• _EXERCISE TASK A_
In the mailing-list post about an LDS study Bible, reproduce word for word the passage from "I'll give you" to "gotta tell you.".
- - -
Re: [ZION] LDS study bible

2002-10-02 Thread Marc A. Schindler

I use the Anchor Bible, which is of course much more of an investment (the series
isn't finished yet and it already fills 2 1/2 shelves of one of my Ikea
bookshelves). But that's a somewhat different model. I don't really have a
one-volume commentary like the Scofield Bible, but iirc I've seen this in Logos,
a Christian bookstore I used to frequent in Calgary, and in the Canadian Bible
Society bookstore near U of Alberta here in Edmonton, and that's a good model for
what we're trying to do, only from an LDS point of view.

I'll give you a kind of anecdotal example of why some people think we need
something like this. I have one volume of an AB-sized library of commentaries,
but just the volume on I Corinthians, to help me out in my own contribution to
the LDS Study Bible. The series is called The New International Greek Testament
Commentary (NIGTC) and the volume on I Corinthians was written by Anthony C.
Thiselton, a fairly respectable conservative Protestant scholar. The book is 1450
pp long.

While he admits that 15:29 (the verse on vicarious baptism) is a notoriously
difficult crux: the most 'hotly disputed' in the epistle,... he summarizes a
grand total of roughly 20 possible interpretations. All *possible*
interpretations, that is, except the right one, and the most direct one. This guy
gets the Biblicist Pretzel Award nomination from me this year, I gotta tell you.
- - -
• _EXERCISE TASK B_
Gather every line of the records that contains the string "distant".
- - -
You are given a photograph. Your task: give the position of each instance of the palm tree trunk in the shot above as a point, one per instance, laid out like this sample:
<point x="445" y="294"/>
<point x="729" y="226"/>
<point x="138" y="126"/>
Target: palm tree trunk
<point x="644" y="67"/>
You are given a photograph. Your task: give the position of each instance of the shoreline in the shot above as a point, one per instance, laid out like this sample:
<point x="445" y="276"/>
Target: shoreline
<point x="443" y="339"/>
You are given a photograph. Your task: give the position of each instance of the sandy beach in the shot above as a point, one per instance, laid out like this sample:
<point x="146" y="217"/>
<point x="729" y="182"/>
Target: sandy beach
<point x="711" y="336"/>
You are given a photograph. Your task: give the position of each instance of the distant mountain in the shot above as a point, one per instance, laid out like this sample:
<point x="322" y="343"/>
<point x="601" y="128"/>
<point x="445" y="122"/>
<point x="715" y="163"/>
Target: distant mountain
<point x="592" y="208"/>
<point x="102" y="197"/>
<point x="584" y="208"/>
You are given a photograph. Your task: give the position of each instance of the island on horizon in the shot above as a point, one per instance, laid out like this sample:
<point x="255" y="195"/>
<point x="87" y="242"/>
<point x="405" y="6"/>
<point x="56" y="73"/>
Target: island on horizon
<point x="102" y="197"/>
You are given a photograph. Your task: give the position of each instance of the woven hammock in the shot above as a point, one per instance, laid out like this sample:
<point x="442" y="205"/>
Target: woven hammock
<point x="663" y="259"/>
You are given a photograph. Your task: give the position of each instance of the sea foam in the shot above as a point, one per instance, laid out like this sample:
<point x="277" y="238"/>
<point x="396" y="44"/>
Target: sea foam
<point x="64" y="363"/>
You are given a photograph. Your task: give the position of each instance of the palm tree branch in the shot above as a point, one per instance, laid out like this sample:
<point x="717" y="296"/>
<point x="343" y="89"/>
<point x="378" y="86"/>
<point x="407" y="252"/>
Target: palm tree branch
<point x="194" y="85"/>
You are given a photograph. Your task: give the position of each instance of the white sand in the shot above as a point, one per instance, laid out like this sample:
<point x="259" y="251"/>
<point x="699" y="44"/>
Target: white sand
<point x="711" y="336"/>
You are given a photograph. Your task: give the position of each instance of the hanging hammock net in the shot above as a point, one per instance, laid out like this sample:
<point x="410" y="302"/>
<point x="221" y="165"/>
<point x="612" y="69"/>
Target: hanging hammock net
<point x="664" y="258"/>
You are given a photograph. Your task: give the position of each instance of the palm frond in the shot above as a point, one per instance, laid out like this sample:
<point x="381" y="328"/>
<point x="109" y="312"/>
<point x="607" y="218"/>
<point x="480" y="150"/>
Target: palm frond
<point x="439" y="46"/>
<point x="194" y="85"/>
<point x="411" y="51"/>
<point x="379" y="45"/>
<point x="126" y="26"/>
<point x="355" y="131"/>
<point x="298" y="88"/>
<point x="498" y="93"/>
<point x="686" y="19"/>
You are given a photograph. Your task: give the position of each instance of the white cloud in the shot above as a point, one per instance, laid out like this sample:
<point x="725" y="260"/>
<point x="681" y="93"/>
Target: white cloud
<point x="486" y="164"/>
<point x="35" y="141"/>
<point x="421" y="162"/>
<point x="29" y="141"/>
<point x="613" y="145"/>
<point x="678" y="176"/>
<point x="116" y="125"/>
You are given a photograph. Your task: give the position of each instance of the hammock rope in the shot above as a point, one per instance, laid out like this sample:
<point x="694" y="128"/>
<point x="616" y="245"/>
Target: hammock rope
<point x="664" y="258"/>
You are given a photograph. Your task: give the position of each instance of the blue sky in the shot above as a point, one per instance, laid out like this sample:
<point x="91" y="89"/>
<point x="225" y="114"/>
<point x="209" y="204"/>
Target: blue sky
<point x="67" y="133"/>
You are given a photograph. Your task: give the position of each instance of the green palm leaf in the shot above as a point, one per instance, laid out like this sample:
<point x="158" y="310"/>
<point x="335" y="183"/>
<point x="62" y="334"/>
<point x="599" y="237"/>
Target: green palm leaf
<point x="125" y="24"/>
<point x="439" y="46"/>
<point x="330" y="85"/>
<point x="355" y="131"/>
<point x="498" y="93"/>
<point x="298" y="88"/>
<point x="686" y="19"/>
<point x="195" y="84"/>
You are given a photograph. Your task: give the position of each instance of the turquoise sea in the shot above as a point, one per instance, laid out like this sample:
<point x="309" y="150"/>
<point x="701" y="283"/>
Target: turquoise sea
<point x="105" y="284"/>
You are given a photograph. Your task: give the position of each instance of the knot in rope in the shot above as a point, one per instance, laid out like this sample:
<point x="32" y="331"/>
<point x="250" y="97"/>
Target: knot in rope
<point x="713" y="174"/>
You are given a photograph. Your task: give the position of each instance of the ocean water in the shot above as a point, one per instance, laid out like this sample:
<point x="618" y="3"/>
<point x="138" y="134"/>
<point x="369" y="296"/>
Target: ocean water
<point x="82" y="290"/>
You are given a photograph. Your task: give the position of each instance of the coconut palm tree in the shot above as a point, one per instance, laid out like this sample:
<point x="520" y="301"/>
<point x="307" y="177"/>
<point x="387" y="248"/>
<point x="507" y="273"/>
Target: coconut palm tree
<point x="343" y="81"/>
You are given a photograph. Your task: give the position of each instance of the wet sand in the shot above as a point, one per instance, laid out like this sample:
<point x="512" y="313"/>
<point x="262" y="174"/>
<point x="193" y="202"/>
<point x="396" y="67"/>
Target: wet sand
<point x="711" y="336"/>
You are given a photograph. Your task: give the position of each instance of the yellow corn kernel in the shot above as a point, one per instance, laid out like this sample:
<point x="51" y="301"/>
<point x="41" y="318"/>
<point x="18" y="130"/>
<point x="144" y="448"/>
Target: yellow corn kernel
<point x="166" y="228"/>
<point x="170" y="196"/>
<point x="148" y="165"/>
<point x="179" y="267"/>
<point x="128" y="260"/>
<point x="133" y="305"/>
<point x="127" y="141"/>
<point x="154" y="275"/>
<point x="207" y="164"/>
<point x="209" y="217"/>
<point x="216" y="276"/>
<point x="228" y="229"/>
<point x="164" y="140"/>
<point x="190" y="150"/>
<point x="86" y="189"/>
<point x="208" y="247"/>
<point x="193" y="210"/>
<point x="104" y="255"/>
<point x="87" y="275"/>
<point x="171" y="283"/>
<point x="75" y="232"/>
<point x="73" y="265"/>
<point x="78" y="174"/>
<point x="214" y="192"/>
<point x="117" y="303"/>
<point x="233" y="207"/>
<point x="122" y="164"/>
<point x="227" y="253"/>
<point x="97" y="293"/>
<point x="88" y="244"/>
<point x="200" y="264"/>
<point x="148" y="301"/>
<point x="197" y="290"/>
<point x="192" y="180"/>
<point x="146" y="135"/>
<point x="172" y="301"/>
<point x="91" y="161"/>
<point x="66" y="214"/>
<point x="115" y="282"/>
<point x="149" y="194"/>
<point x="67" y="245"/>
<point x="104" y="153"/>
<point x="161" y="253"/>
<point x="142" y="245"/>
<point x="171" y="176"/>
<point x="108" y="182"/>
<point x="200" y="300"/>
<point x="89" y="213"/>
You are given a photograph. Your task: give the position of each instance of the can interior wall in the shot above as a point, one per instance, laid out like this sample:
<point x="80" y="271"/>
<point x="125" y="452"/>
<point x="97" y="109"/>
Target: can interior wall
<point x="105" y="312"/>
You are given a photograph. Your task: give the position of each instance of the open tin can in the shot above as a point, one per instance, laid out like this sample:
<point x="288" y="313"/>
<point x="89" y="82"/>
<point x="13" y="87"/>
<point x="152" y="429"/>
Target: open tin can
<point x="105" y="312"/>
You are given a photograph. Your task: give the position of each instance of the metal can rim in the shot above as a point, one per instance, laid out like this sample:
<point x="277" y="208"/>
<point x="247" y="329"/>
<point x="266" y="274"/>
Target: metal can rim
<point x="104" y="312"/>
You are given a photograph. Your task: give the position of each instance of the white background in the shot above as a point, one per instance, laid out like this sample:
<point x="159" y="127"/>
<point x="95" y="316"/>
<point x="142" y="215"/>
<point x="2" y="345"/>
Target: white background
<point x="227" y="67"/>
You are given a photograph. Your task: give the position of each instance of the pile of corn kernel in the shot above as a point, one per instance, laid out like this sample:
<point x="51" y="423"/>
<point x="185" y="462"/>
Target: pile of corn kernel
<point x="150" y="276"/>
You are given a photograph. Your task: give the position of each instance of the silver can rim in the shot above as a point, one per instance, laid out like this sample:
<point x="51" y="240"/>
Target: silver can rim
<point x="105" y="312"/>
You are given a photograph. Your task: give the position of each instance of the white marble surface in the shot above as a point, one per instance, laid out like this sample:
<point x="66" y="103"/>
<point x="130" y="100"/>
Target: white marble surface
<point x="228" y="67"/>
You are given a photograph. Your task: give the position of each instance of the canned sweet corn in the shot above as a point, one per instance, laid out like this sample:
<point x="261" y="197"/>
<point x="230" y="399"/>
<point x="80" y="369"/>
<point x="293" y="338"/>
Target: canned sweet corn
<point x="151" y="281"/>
- - -
• _WRITTEN ANSWER A_
I'll give you a kind of anecdotal example of why some people think we need
something like this. I have one volume of an AB-sized library of commentaries,
but just the volume on I Corinthians, to help me out in my own contribution to
the LDS Study Bible. The series is called The New International Greek Testament
Commentary (NIGTC) and the volume on I Corinthians was written by Anthony C.
Thiselton, a fairly respectable conservative Protestant scholar. The book is 1450
pp long.

While he admits that 15:29 (the verse on vicarious baptism) is a notoriously
difficult crux: the most 'hotly disputed' in the epistle,... he summarizes a
grand total of roughly 20 possible interpretations. All *possible*
interpretations, that is, except the right one, and the most direct one. This guy
gets the Biblicist Pretzel Award nomination from me this year, I gotta tell you.

• _WRITTEN ANSWER B_
You are given a photograph. Your task: give the position of each instance of the distant mountain in the shot above as a point, one per instance, laid out like this sample:
Target: distant mountain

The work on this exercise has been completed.